## WHAT THIS TASK INVOLVES
Identify each line in the records below that contains the string "traffic" and copy those lines in full. The match is case-sensitive.

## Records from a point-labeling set
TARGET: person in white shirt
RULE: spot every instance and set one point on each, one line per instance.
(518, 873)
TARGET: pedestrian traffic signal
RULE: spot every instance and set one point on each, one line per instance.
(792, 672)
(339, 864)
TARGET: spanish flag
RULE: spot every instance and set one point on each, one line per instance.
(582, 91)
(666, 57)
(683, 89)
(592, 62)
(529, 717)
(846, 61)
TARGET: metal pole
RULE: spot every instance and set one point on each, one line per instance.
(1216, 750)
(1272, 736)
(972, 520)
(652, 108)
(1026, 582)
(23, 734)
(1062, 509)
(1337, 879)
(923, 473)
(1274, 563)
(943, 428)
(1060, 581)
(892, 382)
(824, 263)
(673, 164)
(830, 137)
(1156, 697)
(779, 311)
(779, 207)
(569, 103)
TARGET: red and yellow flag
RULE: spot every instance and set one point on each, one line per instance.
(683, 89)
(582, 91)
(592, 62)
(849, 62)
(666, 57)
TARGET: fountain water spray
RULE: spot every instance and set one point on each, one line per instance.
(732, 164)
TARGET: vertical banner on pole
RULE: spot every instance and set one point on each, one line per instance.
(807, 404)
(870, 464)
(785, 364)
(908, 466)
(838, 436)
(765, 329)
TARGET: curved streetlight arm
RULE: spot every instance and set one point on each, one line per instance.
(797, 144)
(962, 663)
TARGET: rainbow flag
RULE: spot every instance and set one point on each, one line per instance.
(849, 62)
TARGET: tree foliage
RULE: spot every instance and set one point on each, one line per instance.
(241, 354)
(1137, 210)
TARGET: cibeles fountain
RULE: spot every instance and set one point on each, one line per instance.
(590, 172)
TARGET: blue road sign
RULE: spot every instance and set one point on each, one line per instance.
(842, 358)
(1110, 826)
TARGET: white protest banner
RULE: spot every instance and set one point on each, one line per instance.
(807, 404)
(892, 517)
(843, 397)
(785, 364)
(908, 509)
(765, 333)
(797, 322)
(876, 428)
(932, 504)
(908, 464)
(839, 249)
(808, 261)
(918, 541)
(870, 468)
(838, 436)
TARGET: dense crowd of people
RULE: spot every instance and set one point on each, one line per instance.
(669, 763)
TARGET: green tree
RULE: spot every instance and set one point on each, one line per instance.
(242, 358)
...
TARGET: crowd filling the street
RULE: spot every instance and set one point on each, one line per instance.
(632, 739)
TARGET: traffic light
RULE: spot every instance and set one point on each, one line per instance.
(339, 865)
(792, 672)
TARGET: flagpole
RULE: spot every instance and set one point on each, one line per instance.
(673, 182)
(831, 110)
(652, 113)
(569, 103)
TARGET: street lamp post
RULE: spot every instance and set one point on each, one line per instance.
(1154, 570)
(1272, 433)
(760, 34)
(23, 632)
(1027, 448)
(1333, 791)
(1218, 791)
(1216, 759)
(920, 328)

## ANSWER TO THE PROBLEM
TARGET: pedestrian traffic signal
TARGET: traffic light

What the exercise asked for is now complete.